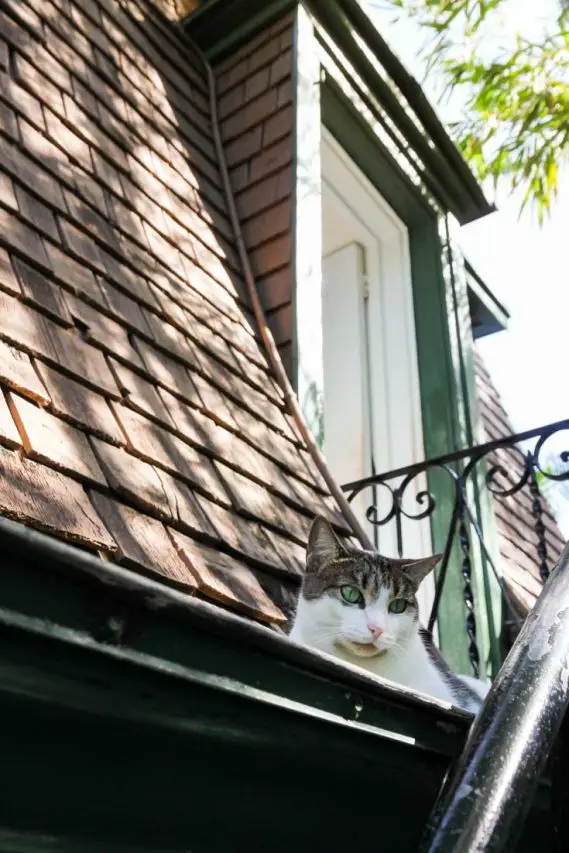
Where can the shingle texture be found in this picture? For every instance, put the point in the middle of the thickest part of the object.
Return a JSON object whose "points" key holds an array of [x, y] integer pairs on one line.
{"points": [[517, 538], [138, 415]]}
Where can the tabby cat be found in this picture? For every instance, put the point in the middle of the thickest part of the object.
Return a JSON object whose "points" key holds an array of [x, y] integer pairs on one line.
{"points": [[362, 608]]}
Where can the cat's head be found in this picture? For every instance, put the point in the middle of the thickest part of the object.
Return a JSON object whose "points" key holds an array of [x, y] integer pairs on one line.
{"points": [[359, 600]]}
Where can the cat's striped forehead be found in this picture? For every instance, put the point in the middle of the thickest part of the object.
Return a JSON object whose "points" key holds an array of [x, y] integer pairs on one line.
{"points": [[369, 572]]}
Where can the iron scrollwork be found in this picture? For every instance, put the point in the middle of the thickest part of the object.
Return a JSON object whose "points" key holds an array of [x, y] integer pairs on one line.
{"points": [[504, 468]]}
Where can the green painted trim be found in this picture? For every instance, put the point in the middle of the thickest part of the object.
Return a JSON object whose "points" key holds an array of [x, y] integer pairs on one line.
{"points": [[493, 315], [221, 27], [306, 225], [487, 596], [444, 397]]}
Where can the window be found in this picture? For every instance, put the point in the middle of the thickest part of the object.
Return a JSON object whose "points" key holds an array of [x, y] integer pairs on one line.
{"points": [[371, 403]]}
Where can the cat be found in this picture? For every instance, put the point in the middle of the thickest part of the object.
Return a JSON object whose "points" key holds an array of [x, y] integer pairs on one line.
{"points": [[362, 607]]}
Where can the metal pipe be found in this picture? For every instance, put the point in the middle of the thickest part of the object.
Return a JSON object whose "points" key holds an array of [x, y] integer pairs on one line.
{"points": [[484, 802]]}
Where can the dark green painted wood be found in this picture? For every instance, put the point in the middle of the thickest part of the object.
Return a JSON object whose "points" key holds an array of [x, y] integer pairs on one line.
{"points": [[439, 383], [221, 26]]}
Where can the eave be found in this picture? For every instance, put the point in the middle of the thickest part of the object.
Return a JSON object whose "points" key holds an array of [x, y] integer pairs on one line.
{"points": [[401, 96]]}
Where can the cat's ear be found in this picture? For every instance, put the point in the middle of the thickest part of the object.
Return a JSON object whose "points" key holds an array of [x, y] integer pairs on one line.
{"points": [[418, 570], [323, 544]]}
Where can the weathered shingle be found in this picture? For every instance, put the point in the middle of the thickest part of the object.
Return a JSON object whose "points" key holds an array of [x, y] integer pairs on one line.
{"points": [[161, 437]]}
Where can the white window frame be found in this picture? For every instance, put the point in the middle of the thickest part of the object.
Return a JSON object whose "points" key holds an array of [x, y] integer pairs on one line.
{"points": [[397, 439]]}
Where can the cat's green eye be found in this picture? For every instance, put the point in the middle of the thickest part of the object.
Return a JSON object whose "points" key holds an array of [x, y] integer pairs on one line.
{"points": [[351, 594]]}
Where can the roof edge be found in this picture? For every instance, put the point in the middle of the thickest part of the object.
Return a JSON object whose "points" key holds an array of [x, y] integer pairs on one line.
{"points": [[493, 316]]}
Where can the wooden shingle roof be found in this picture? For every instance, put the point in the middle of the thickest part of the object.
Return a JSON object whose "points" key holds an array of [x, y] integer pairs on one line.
{"points": [[138, 416], [517, 538]]}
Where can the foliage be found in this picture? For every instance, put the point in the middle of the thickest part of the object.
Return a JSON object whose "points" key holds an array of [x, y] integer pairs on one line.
{"points": [[515, 124]]}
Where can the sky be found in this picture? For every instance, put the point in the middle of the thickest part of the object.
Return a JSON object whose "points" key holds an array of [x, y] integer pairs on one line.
{"points": [[525, 265]]}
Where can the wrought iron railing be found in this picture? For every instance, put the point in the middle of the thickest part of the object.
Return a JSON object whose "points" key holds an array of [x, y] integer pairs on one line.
{"points": [[504, 468]]}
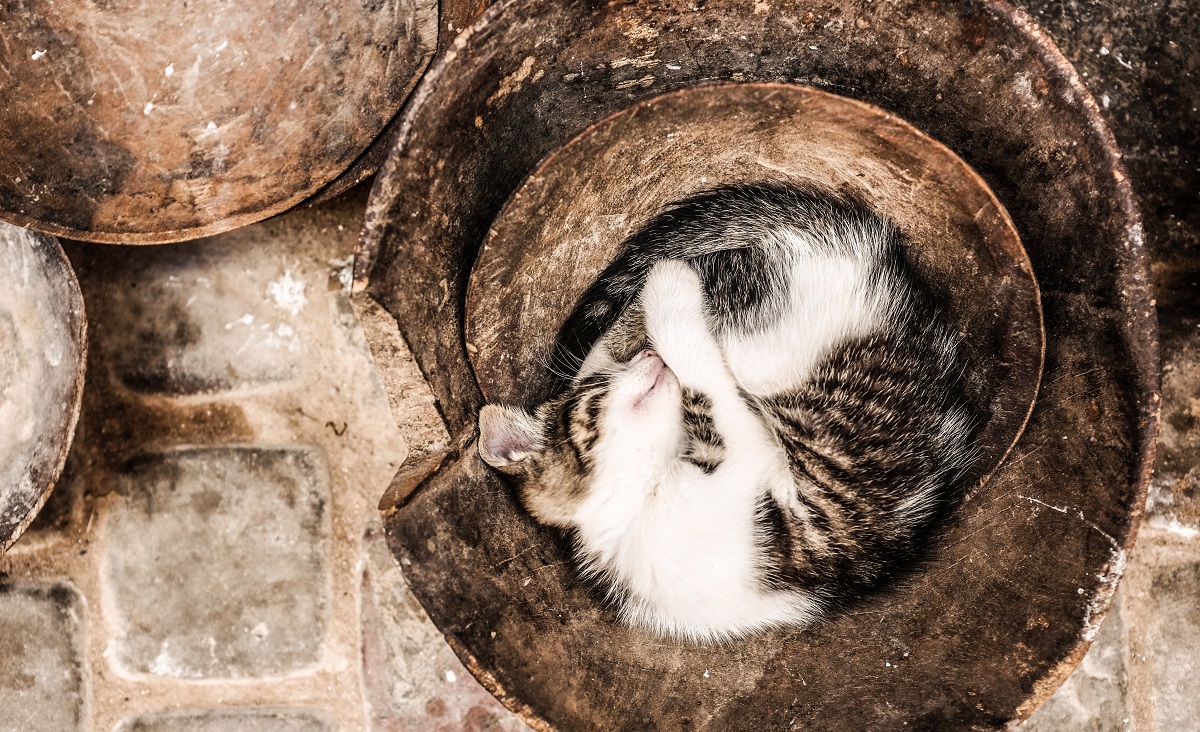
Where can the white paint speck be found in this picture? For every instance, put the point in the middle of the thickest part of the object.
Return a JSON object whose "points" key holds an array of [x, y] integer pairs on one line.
{"points": [[288, 293], [244, 321]]}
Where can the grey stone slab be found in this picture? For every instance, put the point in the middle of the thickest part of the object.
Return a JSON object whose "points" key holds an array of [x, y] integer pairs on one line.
{"points": [[412, 681], [1171, 628], [215, 562], [225, 720], [1095, 697], [42, 671], [1174, 502], [202, 317]]}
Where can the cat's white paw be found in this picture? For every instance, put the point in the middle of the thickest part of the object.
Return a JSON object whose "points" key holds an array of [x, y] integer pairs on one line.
{"points": [[673, 295], [677, 324]]}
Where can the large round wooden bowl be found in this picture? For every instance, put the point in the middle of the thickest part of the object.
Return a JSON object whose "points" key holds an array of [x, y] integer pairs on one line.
{"points": [[42, 354], [138, 121], [522, 114]]}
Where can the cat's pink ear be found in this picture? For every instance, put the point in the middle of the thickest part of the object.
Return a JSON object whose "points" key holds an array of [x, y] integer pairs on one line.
{"points": [[508, 437]]}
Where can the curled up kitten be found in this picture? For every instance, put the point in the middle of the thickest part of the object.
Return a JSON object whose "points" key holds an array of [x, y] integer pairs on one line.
{"points": [[767, 420]]}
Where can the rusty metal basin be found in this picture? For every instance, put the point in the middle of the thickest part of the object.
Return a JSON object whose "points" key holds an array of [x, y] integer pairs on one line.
{"points": [[42, 355], [1023, 579], [137, 121]]}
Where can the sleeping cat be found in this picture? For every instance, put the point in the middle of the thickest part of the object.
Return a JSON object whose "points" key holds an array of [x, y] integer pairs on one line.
{"points": [[767, 419]]}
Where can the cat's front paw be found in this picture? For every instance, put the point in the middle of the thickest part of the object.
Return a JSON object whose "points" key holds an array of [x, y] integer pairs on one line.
{"points": [[677, 324], [673, 293]]}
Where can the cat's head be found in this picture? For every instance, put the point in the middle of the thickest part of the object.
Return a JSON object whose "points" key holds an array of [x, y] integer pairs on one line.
{"points": [[619, 427]]}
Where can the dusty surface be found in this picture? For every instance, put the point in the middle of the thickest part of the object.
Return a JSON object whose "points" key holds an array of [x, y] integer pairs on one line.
{"points": [[1023, 582], [42, 355], [211, 559], [564, 225], [137, 121]]}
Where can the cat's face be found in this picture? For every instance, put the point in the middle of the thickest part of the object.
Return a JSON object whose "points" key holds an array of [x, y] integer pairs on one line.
{"points": [[622, 427]]}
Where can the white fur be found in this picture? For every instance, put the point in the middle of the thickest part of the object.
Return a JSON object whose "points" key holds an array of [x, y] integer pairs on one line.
{"points": [[827, 303], [684, 543]]}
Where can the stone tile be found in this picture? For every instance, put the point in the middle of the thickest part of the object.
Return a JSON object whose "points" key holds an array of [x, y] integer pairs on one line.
{"points": [[41, 659], [199, 317], [1095, 697], [1171, 629], [1174, 502], [412, 681], [225, 720], [215, 563]]}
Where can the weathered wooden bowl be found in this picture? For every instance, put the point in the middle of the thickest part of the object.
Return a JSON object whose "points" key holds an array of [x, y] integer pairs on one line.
{"points": [[139, 121], [485, 154], [42, 354]]}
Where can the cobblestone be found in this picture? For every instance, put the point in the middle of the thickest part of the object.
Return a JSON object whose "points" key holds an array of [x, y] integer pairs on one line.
{"points": [[41, 659], [222, 720], [413, 681], [216, 563]]}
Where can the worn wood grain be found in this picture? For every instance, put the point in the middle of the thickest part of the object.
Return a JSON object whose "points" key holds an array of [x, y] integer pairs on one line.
{"points": [[42, 358], [1019, 583], [136, 121]]}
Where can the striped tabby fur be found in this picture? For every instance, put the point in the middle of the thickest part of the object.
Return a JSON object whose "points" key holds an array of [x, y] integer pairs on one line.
{"points": [[767, 418]]}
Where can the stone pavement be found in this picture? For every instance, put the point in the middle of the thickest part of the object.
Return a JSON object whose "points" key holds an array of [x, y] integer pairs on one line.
{"points": [[213, 561]]}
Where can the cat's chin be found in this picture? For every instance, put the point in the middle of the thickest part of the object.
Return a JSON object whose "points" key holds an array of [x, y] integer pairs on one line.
{"points": [[652, 379]]}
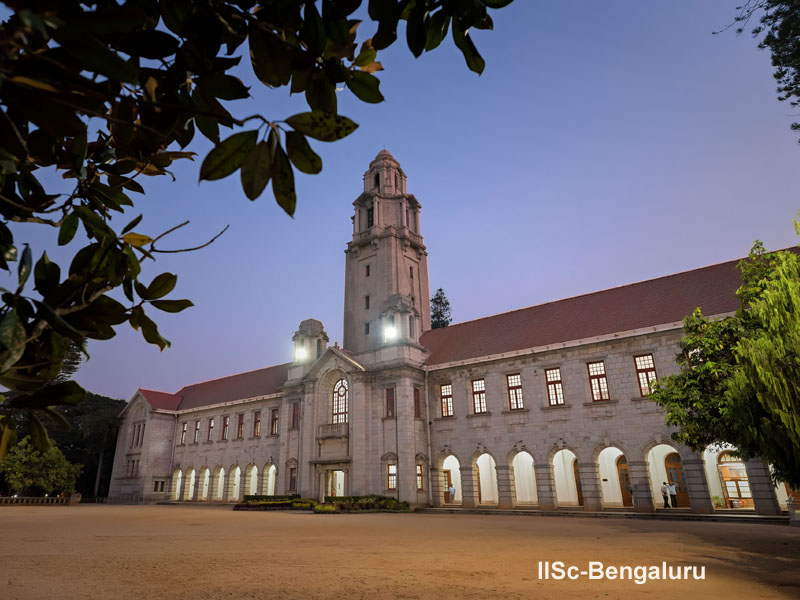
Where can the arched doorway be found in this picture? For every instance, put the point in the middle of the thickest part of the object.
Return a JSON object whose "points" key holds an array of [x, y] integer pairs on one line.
{"points": [[615, 480], [664, 465], [188, 488], [177, 480], [674, 467], [205, 481], [270, 477], [567, 478], [524, 478], [451, 476], [219, 484], [486, 479], [251, 479]]}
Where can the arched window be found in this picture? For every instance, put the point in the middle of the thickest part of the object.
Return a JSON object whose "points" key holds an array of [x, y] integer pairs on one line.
{"points": [[340, 402]]}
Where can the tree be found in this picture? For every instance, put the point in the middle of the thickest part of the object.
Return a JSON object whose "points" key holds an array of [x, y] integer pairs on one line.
{"points": [[779, 23], [26, 468], [108, 93], [738, 379], [441, 315]]}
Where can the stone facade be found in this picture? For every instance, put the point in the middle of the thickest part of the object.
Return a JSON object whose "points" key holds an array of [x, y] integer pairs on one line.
{"points": [[401, 411]]}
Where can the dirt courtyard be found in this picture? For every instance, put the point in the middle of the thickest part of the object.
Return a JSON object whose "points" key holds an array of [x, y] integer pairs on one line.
{"points": [[95, 551]]}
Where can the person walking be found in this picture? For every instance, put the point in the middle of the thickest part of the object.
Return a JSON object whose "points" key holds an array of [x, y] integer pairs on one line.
{"points": [[665, 493], [673, 494]]}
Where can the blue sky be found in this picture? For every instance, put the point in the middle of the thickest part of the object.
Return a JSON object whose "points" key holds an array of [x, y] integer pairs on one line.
{"points": [[605, 143]]}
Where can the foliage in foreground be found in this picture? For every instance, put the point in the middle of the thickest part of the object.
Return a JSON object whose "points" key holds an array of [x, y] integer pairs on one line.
{"points": [[95, 97], [738, 382], [26, 469]]}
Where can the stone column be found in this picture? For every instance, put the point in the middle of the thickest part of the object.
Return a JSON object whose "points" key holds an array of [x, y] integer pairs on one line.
{"points": [[694, 476], [545, 486], [590, 486], [764, 498], [436, 486], [469, 488], [506, 491], [640, 486]]}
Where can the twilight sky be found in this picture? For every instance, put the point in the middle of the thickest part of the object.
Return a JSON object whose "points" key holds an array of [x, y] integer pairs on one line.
{"points": [[605, 143]]}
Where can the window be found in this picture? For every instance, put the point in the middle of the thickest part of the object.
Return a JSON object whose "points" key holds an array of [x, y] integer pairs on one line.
{"points": [[390, 402], [645, 373], [446, 392], [273, 422], [340, 402], [555, 392], [479, 396], [598, 381], [514, 391]]}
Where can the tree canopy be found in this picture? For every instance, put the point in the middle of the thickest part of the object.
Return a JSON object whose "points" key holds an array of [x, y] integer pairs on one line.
{"points": [[441, 314], [96, 97], [738, 382]]}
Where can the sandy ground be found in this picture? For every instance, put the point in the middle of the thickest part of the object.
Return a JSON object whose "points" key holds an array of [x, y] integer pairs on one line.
{"points": [[95, 551]]}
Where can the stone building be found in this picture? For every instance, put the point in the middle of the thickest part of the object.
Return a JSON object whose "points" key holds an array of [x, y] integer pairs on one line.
{"points": [[545, 406]]}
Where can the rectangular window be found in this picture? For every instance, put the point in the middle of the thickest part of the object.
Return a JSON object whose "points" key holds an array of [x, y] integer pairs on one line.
{"points": [[446, 392], [479, 396], [514, 391], [555, 391], [390, 402], [240, 427], [598, 381], [273, 423], [645, 373]]}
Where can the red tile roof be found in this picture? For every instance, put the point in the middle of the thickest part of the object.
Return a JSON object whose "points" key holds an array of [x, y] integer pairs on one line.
{"points": [[260, 382], [645, 304]]}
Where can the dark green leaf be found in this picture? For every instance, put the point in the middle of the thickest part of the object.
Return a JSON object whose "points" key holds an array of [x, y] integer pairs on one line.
{"points": [[301, 154], [228, 155], [365, 87], [172, 305], [283, 182], [256, 170], [322, 126]]}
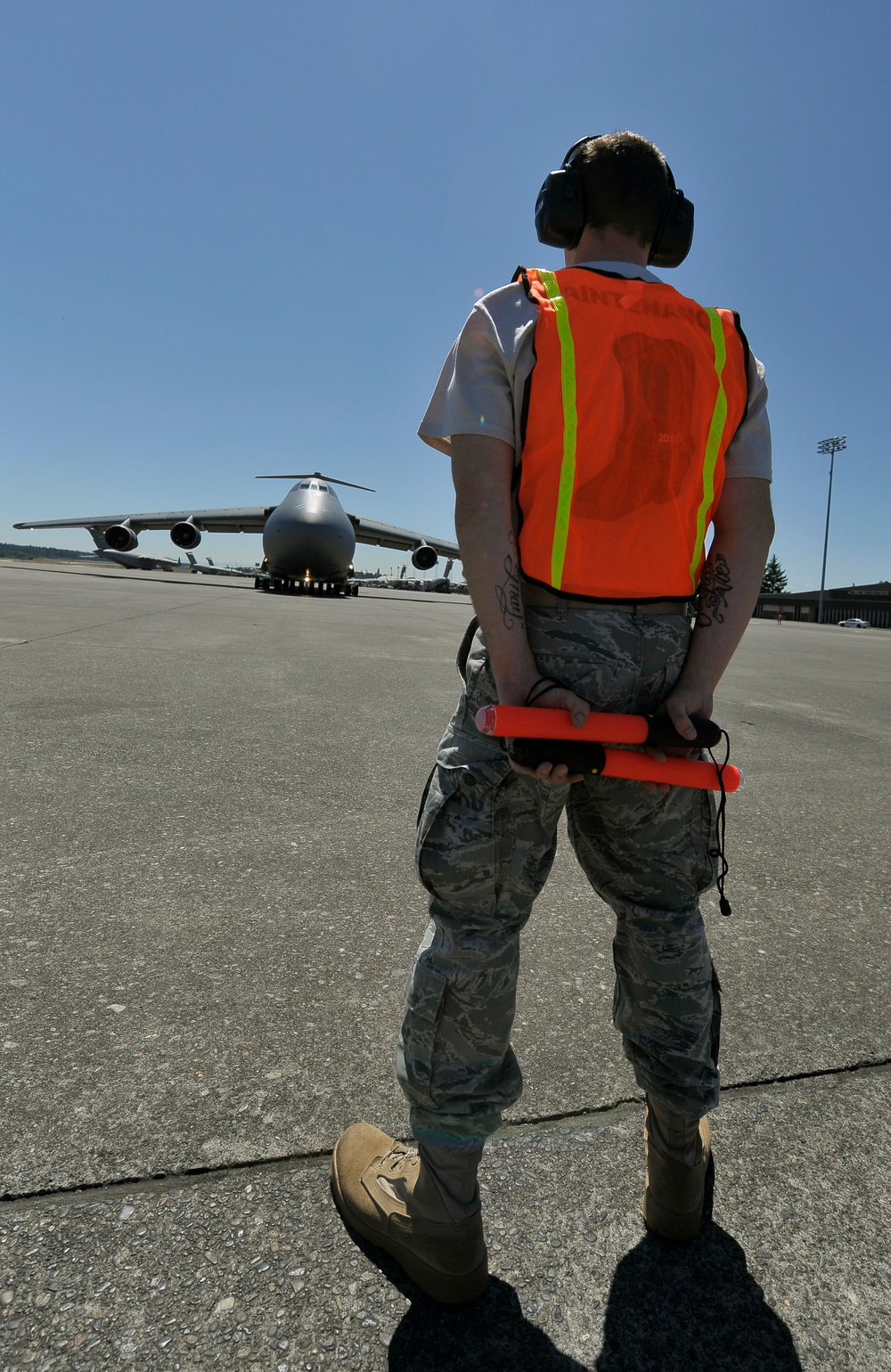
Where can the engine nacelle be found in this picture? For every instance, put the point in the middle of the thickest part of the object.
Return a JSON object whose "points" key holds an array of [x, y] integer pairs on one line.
{"points": [[185, 534], [121, 538], [424, 558]]}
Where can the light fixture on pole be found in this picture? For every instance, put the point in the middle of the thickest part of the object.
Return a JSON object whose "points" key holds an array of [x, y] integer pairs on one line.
{"points": [[830, 446]]}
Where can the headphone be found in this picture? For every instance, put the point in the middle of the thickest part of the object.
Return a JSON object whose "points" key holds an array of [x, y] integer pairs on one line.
{"points": [[560, 215]]}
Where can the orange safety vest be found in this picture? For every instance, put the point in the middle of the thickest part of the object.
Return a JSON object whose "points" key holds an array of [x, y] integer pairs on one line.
{"points": [[634, 396]]}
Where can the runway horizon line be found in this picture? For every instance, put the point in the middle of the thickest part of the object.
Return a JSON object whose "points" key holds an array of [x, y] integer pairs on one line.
{"points": [[552, 1124]]}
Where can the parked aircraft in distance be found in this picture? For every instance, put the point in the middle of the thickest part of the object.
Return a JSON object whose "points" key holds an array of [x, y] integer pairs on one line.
{"points": [[210, 568], [309, 538]]}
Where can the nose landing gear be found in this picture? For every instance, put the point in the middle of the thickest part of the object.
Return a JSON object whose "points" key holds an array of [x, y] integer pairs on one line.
{"points": [[290, 586]]}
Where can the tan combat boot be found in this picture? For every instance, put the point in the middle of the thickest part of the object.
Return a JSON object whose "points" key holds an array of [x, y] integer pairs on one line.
{"points": [[385, 1193], [678, 1154]]}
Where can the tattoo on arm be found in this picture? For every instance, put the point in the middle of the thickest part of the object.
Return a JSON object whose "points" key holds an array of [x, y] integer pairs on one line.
{"points": [[713, 592], [508, 594]]}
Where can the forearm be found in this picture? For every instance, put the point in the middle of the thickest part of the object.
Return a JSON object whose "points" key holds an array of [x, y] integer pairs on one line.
{"points": [[485, 525], [731, 584]]}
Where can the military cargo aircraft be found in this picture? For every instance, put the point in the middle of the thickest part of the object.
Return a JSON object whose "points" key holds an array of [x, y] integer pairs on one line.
{"points": [[309, 539]]}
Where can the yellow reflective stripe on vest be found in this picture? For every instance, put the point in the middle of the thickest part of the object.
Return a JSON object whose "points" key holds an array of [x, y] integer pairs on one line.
{"points": [[713, 442], [570, 427]]}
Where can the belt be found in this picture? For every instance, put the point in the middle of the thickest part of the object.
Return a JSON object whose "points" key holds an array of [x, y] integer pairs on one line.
{"points": [[544, 597]]}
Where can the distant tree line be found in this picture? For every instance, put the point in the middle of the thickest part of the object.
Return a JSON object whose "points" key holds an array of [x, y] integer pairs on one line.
{"points": [[29, 551], [774, 581]]}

┄┄┄┄┄┄┄┄┄┄┄┄┄┄┄┄┄┄┄┄

■ What the exercise asks
Write out again, unchanged, every line from the line containing "Where can the forearm" to the final line of the material above.

■ Response for this exercise
Where can the forearm be found in this picture? For every instance, put the point in the middle of the thickest part of the object.
Return a JSON object whose "points" key holds an array of [x, y] integer pairs on one line.
{"points": [[485, 525], [731, 584]]}
Where can the military cargo aircraft be found in this picture? For every instance, put the point in the middle of the thickest part of the object.
Return a JSON object whose "points" key holds an array of [x, y] integer pairs on one line.
{"points": [[309, 539]]}
Where can the yellow reflective stripe on vest be found in this picture? For every instance, put the point in the middle of the thickest part of the object.
Return a JSON object whose "points" key holds an array of [x, y] integer pairs on one line.
{"points": [[713, 442], [570, 427]]}
Where can the belt be found in this picture? For every instance, put the point in the middle of the thickest part of the object.
Return a JSON object whose "points" key holds an array of [x, y] integer pairs on one line.
{"points": [[544, 597]]}
Where can the distant tree line be found in this picture? For every instance, put the point in the middle of the thickest part of the object.
Return a JSON object whose "points" key holds an array of [x, y] integer pairs on one line.
{"points": [[29, 551], [774, 581]]}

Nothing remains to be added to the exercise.